Wybrany fragment =>
■ ■ ■ ■ ■
Uzbekistan, najludniejszy kraj Azji postsowieckiej. To stąd Sowieci zaatakowali Afganistan w 1979 roku. To tutaj mieścił się sztab generała Andersa i zaczęła się w 1942 roku ewakuacja polskiej armii i polskich cywili po pakcie Sikorski-Majski.
Jestem tu z okazji wyborów prezydenckich jako oficjalny obserwator z ramienia Parlamentu Europejskiego. Jestem jedynym Polakiem – pozostali reprezentują Niemcy, Szwecję, Finlandię, Łotwę, Estonię i Bułgarię. Jestem również jedynym konserwatystą w tym gronie. Jeżdżę po lokalach wyborczych trochę w stolicy w Taszkiencie, ale przede wszystkim w Nurafszon (dawna nazwa „Toytepa”) – stolicy „wilajetu” (odpowiednik polskiego województwa i rosyjskiej obłasti) taszkienckiego i jego okolicy.
■ ■ ■ ■ ■
Rekordy zbioru danych =>
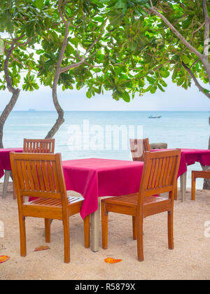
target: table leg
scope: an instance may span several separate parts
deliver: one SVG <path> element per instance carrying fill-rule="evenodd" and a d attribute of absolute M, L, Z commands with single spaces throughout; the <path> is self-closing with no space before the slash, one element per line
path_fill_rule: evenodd
<path fill-rule="evenodd" d="M 3 198 L 6 198 L 8 181 L 11 174 L 12 174 L 12 172 L 10 170 L 7 170 L 7 169 L 5 170 L 4 186 L 3 186 L 3 194 L 2 194 Z"/>
<path fill-rule="evenodd" d="M 98 209 L 91 214 L 91 249 L 94 252 L 99 251 L 99 224 L 100 224 L 101 197 L 98 199 Z"/>
<path fill-rule="evenodd" d="M 180 186 L 181 193 L 181 202 L 186 201 L 186 183 L 187 183 L 187 172 L 180 176 Z"/>

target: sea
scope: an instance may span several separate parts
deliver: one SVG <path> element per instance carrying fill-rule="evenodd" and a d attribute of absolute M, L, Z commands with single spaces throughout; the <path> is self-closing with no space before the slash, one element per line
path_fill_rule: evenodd
<path fill-rule="evenodd" d="M 150 115 L 161 116 L 149 118 Z M 97 158 L 132 160 L 129 138 L 149 138 L 169 148 L 206 149 L 209 111 L 67 111 L 55 136 L 55 152 L 63 160 Z M 4 130 L 4 148 L 22 147 L 23 139 L 43 139 L 57 118 L 55 111 L 13 111 Z M 187 188 L 191 186 L 189 166 Z M 1 178 L 2 181 L 2 178 Z M 197 188 L 202 188 L 197 179 Z M 178 186 L 180 186 L 178 181 Z"/>

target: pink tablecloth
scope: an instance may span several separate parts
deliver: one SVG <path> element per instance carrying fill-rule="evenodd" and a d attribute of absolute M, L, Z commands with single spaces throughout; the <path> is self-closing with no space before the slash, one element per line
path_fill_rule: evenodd
<path fill-rule="evenodd" d="M 169 149 L 153 149 L 151 151 L 161 151 Z M 181 149 L 180 164 L 178 177 L 187 172 L 188 165 L 200 162 L 203 165 L 210 165 L 210 150 L 206 149 Z"/>
<path fill-rule="evenodd" d="M 10 170 L 10 152 L 22 152 L 22 148 L 0 148 L 0 178 L 4 175 L 4 169 Z"/>
<path fill-rule="evenodd" d="M 66 189 L 80 193 L 84 218 L 98 208 L 98 197 L 118 196 L 139 191 L 141 162 L 88 158 L 63 161 Z"/>

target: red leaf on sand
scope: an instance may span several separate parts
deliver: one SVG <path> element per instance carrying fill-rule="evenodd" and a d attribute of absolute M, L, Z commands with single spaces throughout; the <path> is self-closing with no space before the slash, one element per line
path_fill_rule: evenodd
<path fill-rule="evenodd" d="M 48 250 L 50 249 L 50 247 L 48 246 L 39 246 L 38 247 L 36 247 L 34 249 L 34 251 L 41 251 L 43 250 Z"/>
<path fill-rule="evenodd" d="M 9 256 L 7 255 L 0 255 L 0 263 L 5 262 L 6 261 L 10 259 Z"/>
<path fill-rule="evenodd" d="M 115 259 L 113 258 L 107 258 L 104 259 L 105 262 L 106 263 L 117 263 L 120 262 L 120 261 L 122 261 L 122 259 Z"/>

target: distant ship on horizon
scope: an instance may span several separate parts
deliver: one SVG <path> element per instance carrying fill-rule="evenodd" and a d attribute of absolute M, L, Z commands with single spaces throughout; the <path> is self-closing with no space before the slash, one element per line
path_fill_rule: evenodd
<path fill-rule="evenodd" d="M 150 115 L 148 118 L 160 118 L 161 115 Z"/>
<path fill-rule="evenodd" d="M 34 108 L 29 108 L 29 109 L 28 109 L 28 111 L 29 111 L 29 112 L 34 112 L 34 111 L 36 111 L 36 110 L 34 109 Z"/>

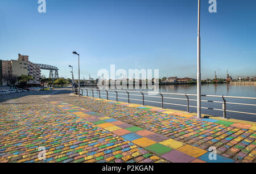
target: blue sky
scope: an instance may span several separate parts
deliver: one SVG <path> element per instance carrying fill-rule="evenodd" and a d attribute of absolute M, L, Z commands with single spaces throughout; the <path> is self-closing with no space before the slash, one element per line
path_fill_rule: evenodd
<path fill-rule="evenodd" d="M 256 1 L 201 1 L 203 78 L 256 75 Z M 160 77 L 196 77 L 197 0 L 2 0 L 0 59 L 30 56 L 71 78 L 96 78 L 101 69 L 159 69 Z M 43 74 L 48 76 L 48 72 Z"/>

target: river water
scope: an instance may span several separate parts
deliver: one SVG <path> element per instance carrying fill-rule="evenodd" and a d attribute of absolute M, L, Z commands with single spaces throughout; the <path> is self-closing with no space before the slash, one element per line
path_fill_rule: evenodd
<path fill-rule="evenodd" d="M 86 87 L 89 88 L 89 87 Z M 131 90 L 129 90 L 131 91 Z M 136 90 L 134 91 L 141 91 Z M 149 91 L 150 90 L 143 90 L 143 91 Z M 202 84 L 202 95 L 224 95 L 224 96 L 243 96 L 243 97 L 256 97 L 256 86 L 233 86 L 226 84 Z M 169 92 L 169 93 L 175 93 L 175 94 L 196 94 L 197 93 L 197 87 L 195 84 L 168 84 L 168 85 L 160 85 L 159 86 L 159 92 Z M 109 92 L 110 93 L 114 92 Z M 89 96 L 92 96 L 92 92 L 88 91 Z M 127 102 L 127 94 L 125 92 L 118 92 L 118 101 Z M 98 97 L 98 93 L 97 92 L 94 92 L 94 96 Z M 139 93 L 133 94 L 134 95 L 140 95 Z M 84 95 L 86 95 L 86 91 L 84 90 Z M 103 92 L 101 94 L 101 97 L 106 99 L 106 93 Z M 115 94 L 109 94 L 109 99 L 115 100 Z M 178 96 L 178 95 L 164 95 L 166 97 L 175 97 L 175 98 L 183 98 L 186 99 L 185 96 Z M 157 95 L 156 96 L 160 96 Z M 126 99 L 122 99 L 122 97 Z M 138 101 L 134 99 L 142 100 L 142 97 L 141 96 L 130 96 L 130 102 L 136 104 L 142 104 L 142 101 Z M 151 97 L 147 96 L 145 95 L 145 100 L 150 100 L 160 102 L 160 97 Z M 195 99 L 196 100 L 196 97 L 191 96 L 189 99 Z M 256 100 L 250 100 L 250 99 L 226 99 L 226 102 L 230 103 L 246 103 L 246 104 L 256 104 Z M 221 98 L 217 97 L 203 97 L 202 100 L 210 100 L 210 101 L 222 101 Z M 186 100 L 180 100 L 173 99 L 164 99 L 164 103 L 171 103 L 177 104 L 183 104 L 187 105 Z M 145 104 L 147 105 L 151 105 L 155 107 L 161 107 L 160 103 L 155 103 L 152 102 L 145 101 Z M 197 103 L 196 101 L 189 101 L 189 105 L 196 106 Z M 216 109 L 222 109 L 222 104 L 221 103 L 214 103 L 212 102 L 202 102 L 202 107 L 210 108 L 216 108 Z M 177 106 L 170 104 L 164 104 L 164 108 L 174 109 L 177 110 L 181 110 L 187 111 L 187 107 L 183 106 Z M 240 112 L 250 112 L 256 113 L 256 107 L 255 106 L 244 106 L 241 105 L 235 105 L 228 104 L 227 104 L 227 110 L 236 111 Z M 190 107 L 189 111 L 191 112 L 196 112 L 196 108 Z M 202 113 L 210 114 L 216 116 L 223 116 L 223 111 L 214 111 L 211 109 L 202 109 Z M 239 120 L 243 120 L 246 121 L 251 121 L 256 122 L 256 115 L 251 115 L 243 113 L 237 113 L 232 112 L 226 113 L 227 117 L 230 118 L 236 118 Z"/>

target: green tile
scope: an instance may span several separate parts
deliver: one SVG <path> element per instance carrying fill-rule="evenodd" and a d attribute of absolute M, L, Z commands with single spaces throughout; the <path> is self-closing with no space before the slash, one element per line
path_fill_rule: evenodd
<path fill-rule="evenodd" d="M 116 158 L 121 158 L 122 157 L 123 157 L 123 155 L 122 155 L 121 154 L 117 154 L 116 155 L 114 156 Z"/>
<path fill-rule="evenodd" d="M 94 125 L 100 125 L 100 124 L 102 124 L 104 123 L 105 123 L 106 121 L 105 121 L 104 120 L 101 120 L 101 121 L 94 121 L 94 122 L 92 122 L 93 124 L 94 124 Z"/>
<path fill-rule="evenodd" d="M 137 126 L 133 126 L 133 127 L 127 128 L 126 128 L 125 129 L 126 129 L 126 130 L 127 130 L 129 131 L 133 131 L 133 132 L 143 130 L 142 128 L 139 128 L 139 127 L 137 127 Z"/>
<path fill-rule="evenodd" d="M 145 149 L 156 154 L 158 155 L 162 155 L 166 154 L 172 149 L 159 143 L 156 143 L 153 145 L 148 146 Z"/>
<path fill-rule="evenodd" d="M 231 125 L 233 125 L 234 123 L 233 122 L 228 122 L 228 121 L 218 121 L 216 122 L 214 122 L 215 124 L 220 124 L 220 125 L 226 125 L 226 126 L 230 126 Z"/>
<path fill-rule="evenodd" d="M 141 109 L 144 109 L 144 110 L 149 110 L 149 109 L 151 109 L 152 108 L 141 108 Z"/>

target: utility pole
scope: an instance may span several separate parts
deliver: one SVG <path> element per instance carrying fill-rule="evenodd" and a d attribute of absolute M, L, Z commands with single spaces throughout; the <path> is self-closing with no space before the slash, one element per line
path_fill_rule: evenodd
<path fill-rule="evenodd" d="M 197 27 L 197 118 L 201 118 L 201 38 L 200 38 L 200 0 L 198 0 Z"/>
<path fill-rule="evenodd" d="M 77 54 L 79 56 L 79 96 L 80 96 L 80 55 L 76 52 L 73 52 L 73 54 Z"/>

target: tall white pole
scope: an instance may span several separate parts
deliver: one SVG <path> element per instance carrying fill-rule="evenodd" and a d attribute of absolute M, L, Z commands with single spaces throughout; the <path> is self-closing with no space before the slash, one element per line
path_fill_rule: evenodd
<path fill-rule="evenodd" d="M 201 38 L 200 38 L 200 0 L 198 0 L 197 31 L 197 118 L 201 118 Z"/>
<path fill-rule="evenodd" d="M 80 65 L 79 54 L 79 96 L 80 96 Z"/>

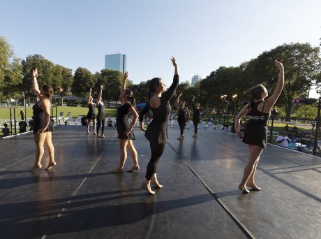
■ ■ ■ ■ ■
Polecenia do wykonania =>
1) Odpowiedz na podstawie fragmentu o Uzbekistanie:
(a) W którym roku Sowieci zaatakowali stąd Afganistan?
(b) Z ramienia jakiej instytucji osoba pisząca obserwuje wybory prezydenckie?
(c) Jaka była dawna nazwa Nurafszon?
2) Przeskaluj wiersze listingu od jego początku aż do wiersza zawierającego „180 186 L 181”, łącznie z tym wierszem. Przepisz je wszystkie razem z poleceniami i w odpowiedziach pomnóż każdą współrzędną ścieżek przez 1,95, zaokrąglając do liczb całkowitych (połówki w górę). Podaj tylko te wiersze, bez obrazów.

Odpowiedzi do zadań =>
1)
(a) W 1979 roku.
(b) Z ramienia Parlamentu Europejskiego.
(c) „Toytepa”.

2)
target: table leg
scope: an instance may span several separate parts
deliver: one SVG <path> element per instance carrying fill-rule="evenodd" and a d attribute of absolute M, L, Z commands with single spaces throughout; the <path> is self-closing with no space before the slash, one element per line
path_fill_rule: evenodd
<path fill-rule="evenodd" d="M 6 386 L 12 386 L 16 353 L 21 339 L 23 339 L 23 335 L 20 332 L 14 332 L 14 330 L 10 332 L 8 363 L 6 363 L 6 378 L 4 378 Z"/>
<path fill-rule="evenodd" d="M 191 408 L 177 417 L 177 486 L 183 491 L 193 489 L 193 437 L 195 437 L 197 384 L 191 388 Z"/>
<path fill-rule="evenodd" d="M 351 363 L 353 376 L 353 394 L 363 392 L 363 357 L 365 357 L 365 335 L 351 343 Z"/>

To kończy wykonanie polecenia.